Data items

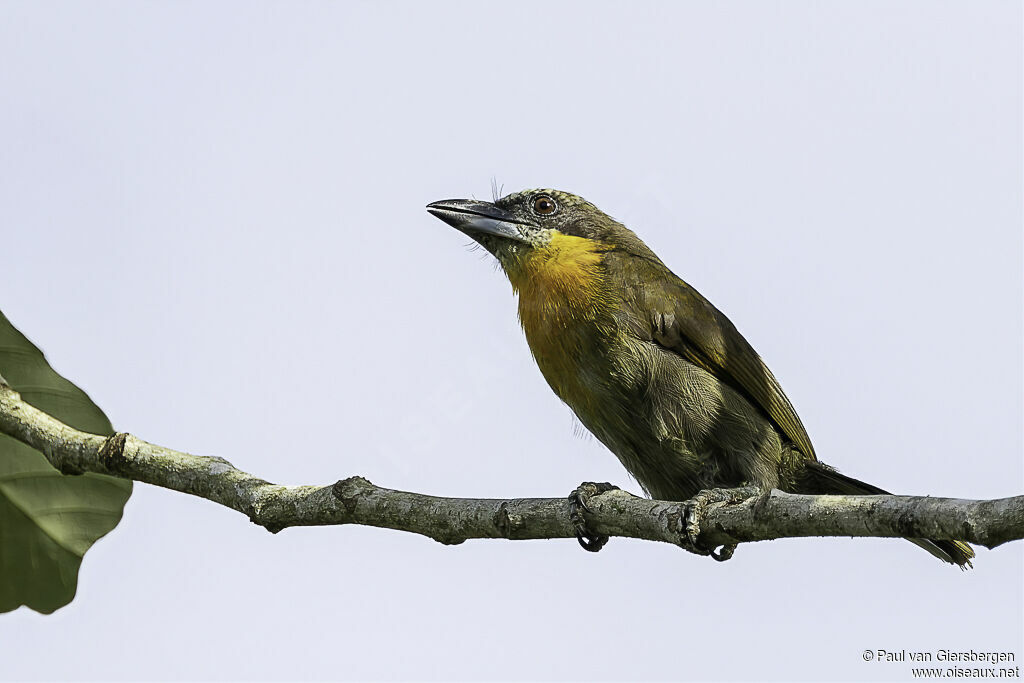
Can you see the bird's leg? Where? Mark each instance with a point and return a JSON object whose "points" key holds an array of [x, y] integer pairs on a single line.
{"points": [[696, 508], [578, 505]]}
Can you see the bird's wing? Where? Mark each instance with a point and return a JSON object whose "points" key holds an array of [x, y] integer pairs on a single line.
{"points": [[685, 323]]}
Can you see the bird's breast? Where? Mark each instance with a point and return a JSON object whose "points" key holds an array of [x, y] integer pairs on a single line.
{"points": [[565, 310]]}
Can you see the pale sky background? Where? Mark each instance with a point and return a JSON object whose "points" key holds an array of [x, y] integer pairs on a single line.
{"points": [[212, 219]]}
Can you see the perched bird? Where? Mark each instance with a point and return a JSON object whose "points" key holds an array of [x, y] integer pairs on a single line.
{"points": [[650, 367]]}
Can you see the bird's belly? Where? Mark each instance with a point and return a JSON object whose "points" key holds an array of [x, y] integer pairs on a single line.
{"points": [[674, 426]]}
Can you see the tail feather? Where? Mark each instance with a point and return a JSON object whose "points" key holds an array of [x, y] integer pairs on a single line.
{"points": [[819, 478]]}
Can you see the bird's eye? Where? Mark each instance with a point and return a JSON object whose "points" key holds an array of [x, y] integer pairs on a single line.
{"points": [[544, 205]]}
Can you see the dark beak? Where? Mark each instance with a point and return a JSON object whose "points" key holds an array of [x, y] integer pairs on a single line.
{"points": [[476, 218]]}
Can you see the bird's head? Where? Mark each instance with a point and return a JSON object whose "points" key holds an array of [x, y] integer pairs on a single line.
{"points": [[524, 225]]}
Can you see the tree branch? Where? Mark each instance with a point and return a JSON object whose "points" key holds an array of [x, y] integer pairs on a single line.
{"points": [[452, 520]]}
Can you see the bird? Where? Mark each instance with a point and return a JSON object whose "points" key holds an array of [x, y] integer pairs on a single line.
{"points": [[648, 366]]}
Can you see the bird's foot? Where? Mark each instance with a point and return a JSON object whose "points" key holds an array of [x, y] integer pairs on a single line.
{"points": [[578, 505], [696, 508]]}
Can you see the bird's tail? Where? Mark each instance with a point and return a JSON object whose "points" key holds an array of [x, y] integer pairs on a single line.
{"points": [[819, 478]]}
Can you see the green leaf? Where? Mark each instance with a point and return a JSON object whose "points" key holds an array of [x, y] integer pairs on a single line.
{"points": [[47, 519]]}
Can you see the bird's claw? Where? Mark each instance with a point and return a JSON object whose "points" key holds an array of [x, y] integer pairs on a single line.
{"points": [[578, 505], [696, 508]]}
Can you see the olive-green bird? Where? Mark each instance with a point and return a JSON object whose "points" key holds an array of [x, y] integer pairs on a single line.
{"points": [[649, 366]]}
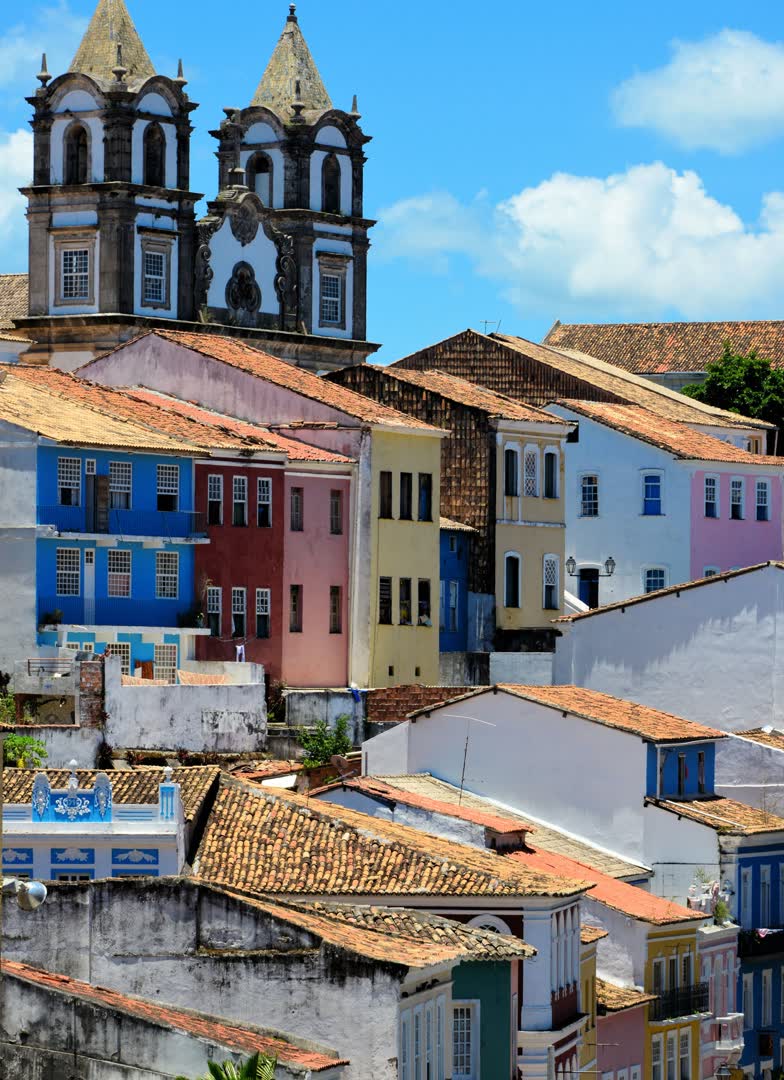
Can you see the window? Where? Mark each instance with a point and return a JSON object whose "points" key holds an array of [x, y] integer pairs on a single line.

Task: Emit an exact copy of the lines from the line bearing "Can you see the green" through the last line above, inclusive, and leave the images out.

Result for this task:
Can you see the green leaf? Where? Mark each instance with a point and return a JSON object whose "points" key holds an array of [x, y] integer pairs on a single line.
{"points": [[47, 519]]}
Can you see the bird's claw? Where? Mark each instance with a point and return a JSON object whose "points" key holds an array of [x, y] integer pairs on a single line.
{"points": [[578, 505], [696, 508]]}
Can you see the olive-green bird? Where? Mark each instance with a point and return a JSON object whose "points" key holds an array of [x, y] integer pairs on a single line.
{"points": [[649, 366]]}
Can you see the window? Where? Mark each instance with a point and return a JSON object whose "points" key holds an array of [x, y] integer pairs on a single line.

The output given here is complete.